PAGE:
Double Click 1 entry
DSO Exploit 5 entries
eXact Advertising.BargainBuddy 2 entries

under bargian buddy the files are:

C:\Windows\System32\msexreg.exe
C:\Windows\System32\instsrv.exe


Ad-aware also finds Bargain Buddy and fails to get rid of it.


----------



## joey16g (Aug 21, 2004)

Should I try deleting these files in safe mod? I'm just hesitant about it because I dont know what they do...thanks


----------



## dvk01 (Dec 14, 2002)

I have merged both your threads taht are about the same problem

Do not start a nerw thread when someone is helping you it makes it impossible to keep up with what has been done


----------



## Flrman1 (Jul 26, 2002)

joey16g said:


> Should I try deleting these files in safe mod?


Yes.


----------



## joey16g (Aug 21, 2004)

allright, ill give it a shot and repost my log, sorry about the 2 posts...ill get back to you in a few mins


----------



## joey16g (Aug 21, 2004)

WHAT TO PRODUCE:
Reproduce the part of the forum thread between "I have merged" and "(Jul 26, 2002)", inclusive. The items below come from a separate source.

EXTRACTED RECORDS:
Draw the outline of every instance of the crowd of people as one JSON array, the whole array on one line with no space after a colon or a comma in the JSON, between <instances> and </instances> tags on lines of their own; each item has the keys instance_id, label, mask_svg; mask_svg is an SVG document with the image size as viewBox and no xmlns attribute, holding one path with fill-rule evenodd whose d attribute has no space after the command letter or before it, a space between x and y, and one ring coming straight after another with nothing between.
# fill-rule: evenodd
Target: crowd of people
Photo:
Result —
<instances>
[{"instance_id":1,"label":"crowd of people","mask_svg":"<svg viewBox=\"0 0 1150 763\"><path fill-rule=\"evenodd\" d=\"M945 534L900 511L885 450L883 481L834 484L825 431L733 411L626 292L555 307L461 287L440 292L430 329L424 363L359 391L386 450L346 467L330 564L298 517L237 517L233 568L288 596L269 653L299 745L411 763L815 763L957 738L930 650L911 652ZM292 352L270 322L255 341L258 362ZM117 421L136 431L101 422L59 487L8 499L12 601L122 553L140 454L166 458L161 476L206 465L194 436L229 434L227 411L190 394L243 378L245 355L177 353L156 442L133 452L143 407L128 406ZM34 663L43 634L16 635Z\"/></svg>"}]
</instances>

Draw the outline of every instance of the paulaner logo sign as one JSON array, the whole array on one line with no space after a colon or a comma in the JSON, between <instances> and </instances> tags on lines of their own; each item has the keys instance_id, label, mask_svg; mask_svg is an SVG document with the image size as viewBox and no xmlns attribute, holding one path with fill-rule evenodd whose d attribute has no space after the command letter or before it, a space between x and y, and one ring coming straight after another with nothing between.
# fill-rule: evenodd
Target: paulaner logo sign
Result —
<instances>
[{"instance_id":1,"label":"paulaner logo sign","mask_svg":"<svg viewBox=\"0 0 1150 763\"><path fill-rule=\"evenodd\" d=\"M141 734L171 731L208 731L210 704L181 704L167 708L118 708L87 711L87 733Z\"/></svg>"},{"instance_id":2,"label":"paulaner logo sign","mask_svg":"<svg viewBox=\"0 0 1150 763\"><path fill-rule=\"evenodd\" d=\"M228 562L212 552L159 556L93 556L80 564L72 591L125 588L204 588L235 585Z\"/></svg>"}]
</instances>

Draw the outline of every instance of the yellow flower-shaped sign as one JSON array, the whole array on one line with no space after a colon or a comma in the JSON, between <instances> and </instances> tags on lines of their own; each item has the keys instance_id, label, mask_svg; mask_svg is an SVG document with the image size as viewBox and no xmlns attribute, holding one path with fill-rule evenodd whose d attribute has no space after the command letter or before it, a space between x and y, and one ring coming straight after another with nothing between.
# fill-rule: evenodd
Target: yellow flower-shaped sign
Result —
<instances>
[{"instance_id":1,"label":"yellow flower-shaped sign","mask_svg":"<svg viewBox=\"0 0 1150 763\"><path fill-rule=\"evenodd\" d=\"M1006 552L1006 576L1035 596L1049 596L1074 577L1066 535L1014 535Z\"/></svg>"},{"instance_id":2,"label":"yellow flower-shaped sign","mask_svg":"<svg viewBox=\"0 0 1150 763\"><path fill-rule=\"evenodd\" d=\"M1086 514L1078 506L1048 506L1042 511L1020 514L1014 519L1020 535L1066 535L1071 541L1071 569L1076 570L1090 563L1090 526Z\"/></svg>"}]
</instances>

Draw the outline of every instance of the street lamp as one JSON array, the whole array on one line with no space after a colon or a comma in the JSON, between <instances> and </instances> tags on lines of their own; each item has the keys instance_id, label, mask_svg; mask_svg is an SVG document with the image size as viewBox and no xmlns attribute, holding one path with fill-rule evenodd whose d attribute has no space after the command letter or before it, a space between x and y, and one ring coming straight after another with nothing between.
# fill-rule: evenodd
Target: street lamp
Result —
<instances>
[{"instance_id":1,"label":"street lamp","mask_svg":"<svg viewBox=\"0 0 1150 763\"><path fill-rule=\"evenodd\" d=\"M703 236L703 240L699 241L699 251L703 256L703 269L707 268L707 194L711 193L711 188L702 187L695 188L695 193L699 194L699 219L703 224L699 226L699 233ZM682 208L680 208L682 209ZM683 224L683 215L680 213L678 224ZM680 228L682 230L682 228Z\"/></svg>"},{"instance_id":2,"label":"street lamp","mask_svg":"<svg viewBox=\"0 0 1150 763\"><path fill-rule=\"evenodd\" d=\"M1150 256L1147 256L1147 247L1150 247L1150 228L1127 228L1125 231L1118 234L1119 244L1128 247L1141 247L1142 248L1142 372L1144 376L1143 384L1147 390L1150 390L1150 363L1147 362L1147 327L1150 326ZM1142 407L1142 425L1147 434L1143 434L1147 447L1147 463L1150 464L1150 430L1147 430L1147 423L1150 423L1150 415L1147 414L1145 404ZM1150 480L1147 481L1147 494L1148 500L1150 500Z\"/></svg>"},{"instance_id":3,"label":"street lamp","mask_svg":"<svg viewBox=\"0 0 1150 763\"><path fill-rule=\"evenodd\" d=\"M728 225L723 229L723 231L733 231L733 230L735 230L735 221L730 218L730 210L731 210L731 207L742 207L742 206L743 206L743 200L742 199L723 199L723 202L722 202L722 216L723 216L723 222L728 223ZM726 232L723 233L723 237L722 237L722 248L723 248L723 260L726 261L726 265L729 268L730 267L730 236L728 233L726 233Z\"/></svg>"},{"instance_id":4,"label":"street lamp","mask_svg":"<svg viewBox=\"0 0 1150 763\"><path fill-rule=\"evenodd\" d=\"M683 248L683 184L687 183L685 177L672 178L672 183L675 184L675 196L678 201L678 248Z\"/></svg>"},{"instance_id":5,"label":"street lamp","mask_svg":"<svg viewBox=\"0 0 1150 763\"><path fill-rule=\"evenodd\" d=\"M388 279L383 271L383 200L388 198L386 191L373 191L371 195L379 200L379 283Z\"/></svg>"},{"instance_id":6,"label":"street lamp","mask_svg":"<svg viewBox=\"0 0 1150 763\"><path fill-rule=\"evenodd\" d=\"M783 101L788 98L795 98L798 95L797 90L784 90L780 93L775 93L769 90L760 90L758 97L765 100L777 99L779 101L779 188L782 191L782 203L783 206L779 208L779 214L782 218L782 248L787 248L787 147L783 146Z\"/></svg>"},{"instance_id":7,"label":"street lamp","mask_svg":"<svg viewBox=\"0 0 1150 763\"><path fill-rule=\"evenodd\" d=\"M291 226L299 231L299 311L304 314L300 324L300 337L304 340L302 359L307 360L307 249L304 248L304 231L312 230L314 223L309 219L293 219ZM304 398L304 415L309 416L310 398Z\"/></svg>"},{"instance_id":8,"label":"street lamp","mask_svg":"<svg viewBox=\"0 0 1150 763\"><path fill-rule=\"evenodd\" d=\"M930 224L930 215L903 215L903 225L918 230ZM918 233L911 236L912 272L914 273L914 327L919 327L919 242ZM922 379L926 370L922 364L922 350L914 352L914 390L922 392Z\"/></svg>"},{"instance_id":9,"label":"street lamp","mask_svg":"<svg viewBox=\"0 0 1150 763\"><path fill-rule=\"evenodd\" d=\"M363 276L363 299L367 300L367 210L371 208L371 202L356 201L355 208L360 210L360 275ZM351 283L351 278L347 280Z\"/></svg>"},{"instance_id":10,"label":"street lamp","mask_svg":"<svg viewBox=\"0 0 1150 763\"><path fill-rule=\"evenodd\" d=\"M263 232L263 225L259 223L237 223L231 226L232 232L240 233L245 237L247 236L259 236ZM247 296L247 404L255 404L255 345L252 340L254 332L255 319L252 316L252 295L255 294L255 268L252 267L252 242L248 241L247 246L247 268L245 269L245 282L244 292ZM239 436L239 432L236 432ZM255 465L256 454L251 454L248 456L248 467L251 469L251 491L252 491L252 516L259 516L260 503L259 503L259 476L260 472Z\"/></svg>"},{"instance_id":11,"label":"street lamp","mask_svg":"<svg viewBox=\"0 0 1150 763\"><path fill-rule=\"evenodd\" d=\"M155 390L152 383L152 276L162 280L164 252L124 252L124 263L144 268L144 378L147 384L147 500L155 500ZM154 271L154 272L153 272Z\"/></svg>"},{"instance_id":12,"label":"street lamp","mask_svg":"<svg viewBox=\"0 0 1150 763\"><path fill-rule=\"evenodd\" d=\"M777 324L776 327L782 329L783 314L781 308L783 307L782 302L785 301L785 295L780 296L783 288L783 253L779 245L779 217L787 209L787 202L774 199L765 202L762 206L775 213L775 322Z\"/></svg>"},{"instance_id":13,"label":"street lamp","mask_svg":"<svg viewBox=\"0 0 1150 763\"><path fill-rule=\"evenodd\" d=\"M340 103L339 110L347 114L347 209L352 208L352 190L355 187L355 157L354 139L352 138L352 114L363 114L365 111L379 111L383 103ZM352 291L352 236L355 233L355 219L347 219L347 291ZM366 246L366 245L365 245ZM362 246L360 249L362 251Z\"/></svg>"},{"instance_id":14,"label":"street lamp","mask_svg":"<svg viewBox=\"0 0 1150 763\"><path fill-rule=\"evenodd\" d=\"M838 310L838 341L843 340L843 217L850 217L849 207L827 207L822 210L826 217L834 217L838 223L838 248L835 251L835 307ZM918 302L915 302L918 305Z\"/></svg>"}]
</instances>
...
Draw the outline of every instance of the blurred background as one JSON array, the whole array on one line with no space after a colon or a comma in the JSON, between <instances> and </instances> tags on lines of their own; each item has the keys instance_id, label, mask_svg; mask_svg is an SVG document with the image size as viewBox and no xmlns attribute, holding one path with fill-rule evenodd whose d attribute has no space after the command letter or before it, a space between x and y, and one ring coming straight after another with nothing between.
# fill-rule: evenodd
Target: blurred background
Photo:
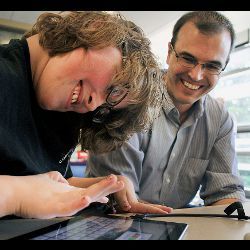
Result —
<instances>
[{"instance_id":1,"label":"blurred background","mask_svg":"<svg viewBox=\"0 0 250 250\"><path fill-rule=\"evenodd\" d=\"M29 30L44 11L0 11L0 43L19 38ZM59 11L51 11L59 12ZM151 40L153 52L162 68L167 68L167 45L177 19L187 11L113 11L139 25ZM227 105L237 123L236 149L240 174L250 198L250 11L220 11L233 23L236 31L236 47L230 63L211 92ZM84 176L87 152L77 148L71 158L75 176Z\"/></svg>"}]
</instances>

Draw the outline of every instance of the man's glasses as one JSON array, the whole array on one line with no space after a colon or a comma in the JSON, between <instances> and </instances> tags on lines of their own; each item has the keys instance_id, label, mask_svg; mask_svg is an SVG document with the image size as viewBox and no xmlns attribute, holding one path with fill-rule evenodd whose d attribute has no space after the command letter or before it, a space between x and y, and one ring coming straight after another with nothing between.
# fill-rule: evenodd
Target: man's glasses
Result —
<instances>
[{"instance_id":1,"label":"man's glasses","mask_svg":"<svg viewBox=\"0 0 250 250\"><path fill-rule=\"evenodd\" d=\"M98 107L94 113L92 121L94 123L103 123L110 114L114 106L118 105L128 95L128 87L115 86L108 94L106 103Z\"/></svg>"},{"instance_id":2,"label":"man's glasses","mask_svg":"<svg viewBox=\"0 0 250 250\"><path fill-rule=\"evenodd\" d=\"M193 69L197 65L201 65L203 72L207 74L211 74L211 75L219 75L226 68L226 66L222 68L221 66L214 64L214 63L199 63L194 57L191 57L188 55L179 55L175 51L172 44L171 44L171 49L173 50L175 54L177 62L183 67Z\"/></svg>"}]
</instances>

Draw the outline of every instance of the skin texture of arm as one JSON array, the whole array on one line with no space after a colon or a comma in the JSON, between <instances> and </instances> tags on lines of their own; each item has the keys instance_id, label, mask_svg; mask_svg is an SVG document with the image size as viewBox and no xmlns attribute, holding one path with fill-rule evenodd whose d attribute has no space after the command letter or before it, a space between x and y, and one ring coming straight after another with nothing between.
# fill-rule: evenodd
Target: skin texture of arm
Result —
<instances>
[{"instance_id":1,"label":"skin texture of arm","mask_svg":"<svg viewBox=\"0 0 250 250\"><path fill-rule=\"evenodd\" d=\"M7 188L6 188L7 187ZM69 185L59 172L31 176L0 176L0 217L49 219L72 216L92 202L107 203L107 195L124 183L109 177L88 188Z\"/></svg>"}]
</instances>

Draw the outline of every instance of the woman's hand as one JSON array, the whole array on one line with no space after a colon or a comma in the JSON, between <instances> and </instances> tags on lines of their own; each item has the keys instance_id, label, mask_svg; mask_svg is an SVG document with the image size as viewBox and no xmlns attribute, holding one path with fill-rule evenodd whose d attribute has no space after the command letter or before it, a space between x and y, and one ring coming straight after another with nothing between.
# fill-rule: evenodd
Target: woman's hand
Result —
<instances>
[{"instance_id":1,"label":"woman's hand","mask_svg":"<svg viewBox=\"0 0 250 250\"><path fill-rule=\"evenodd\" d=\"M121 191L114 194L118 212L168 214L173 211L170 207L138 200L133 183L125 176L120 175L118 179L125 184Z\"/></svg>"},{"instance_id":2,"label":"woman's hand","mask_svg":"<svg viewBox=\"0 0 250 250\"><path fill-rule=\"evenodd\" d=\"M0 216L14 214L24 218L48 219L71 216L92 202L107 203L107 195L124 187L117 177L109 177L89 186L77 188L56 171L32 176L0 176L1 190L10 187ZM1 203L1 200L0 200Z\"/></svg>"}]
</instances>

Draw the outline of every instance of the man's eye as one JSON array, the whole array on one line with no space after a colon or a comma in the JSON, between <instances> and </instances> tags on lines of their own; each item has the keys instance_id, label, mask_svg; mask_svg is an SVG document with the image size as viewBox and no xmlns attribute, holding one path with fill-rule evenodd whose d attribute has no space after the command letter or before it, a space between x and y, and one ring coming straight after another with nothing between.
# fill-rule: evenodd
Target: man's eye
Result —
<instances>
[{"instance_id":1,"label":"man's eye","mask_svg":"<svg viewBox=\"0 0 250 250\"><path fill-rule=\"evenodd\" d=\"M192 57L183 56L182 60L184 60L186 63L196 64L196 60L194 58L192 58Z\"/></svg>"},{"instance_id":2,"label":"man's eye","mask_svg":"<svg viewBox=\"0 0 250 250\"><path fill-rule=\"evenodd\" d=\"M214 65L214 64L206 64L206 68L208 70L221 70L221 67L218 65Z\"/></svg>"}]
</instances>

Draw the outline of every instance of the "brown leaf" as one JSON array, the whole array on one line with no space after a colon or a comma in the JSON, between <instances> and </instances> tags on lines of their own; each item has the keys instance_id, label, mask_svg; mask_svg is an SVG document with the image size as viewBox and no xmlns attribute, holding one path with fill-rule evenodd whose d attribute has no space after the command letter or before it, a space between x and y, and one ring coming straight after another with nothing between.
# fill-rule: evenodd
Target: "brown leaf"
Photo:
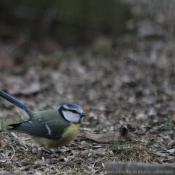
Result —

CORRECT OUTPUT:
I have merged both your threads taht are about the same problem

Do not start a nerw thread when someone is helping you it makes it impossible to keep up with what has been done


----------



## Flrman1 (Jul 26, 2002)